**Document passage**
╔══
Moreover, the auto market is mature in the North (USA, Europe, and Japan) in the sense that the market is not growing. The OEMs thus chase emerging auto markets in Eastern Europe, Latin America, and especially the high growth markets of Asia, which combine two strategic advantages: huge growth potential in the future and cheap labour costs.
Global light vehicle production (cars and vans) is expected to increase from nearly 60 million units in 2004 to 69 millions in 2012. Nearly 50 percent of this growth is expected to take place in the Asia-Pacific area, and China is forecast to get a third of all growth.
This global and uneven distribution of auto manufacturing capacity and demand for automobiles creates a tension, which makes the OEMs add additional capacity in Asia through foreign direct investments while they cut capacity in the North. The rush to Asia is strengthened by the principle of ‘follow sourcing’, meaning that the OEMs demand that their core suppliers follow them to their new destinations in order to co-operate in the new context, deliver JIT, develop and adapt products to the new markets, and build a new, cheaper, and leaner supply base.
╚══
**What to produce**
Transcribe word for word the stretch of the passage on global auto production from "This global and" through "leaner supply base.".

**Material provided**
╔══
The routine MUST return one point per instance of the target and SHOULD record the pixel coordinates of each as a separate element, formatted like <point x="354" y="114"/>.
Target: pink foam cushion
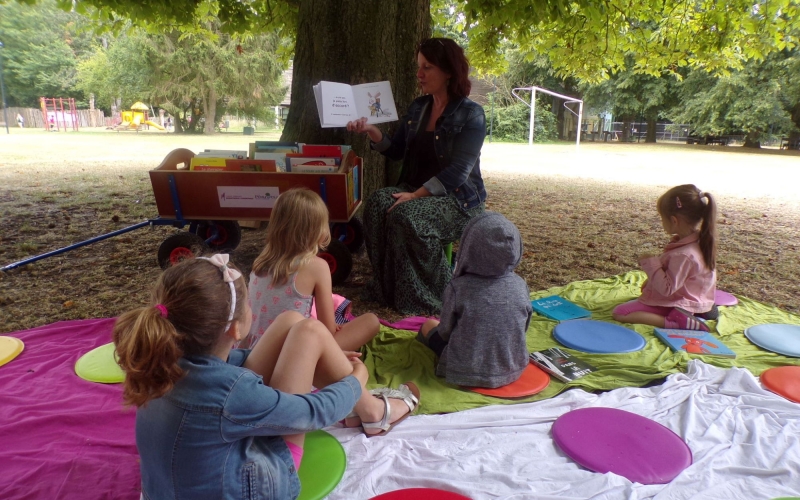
╚══
**Output**
This global and uneven distribution of auto manufacturing capacity and demand for automobiles creates a tension, which makes the OEMs add additional capacity in Asia through foreign direct investments while they cut capacity in the North. The rush to Asia is strengthened by the principle of ‘follow sourcing’, meaning that the OEMs demand that their core suppliers follow them to their new destinations in order to co-operate in the new context, deliver JIT, develop and adapt products to the new markets, and build a new, cheaper, and leaner supply base.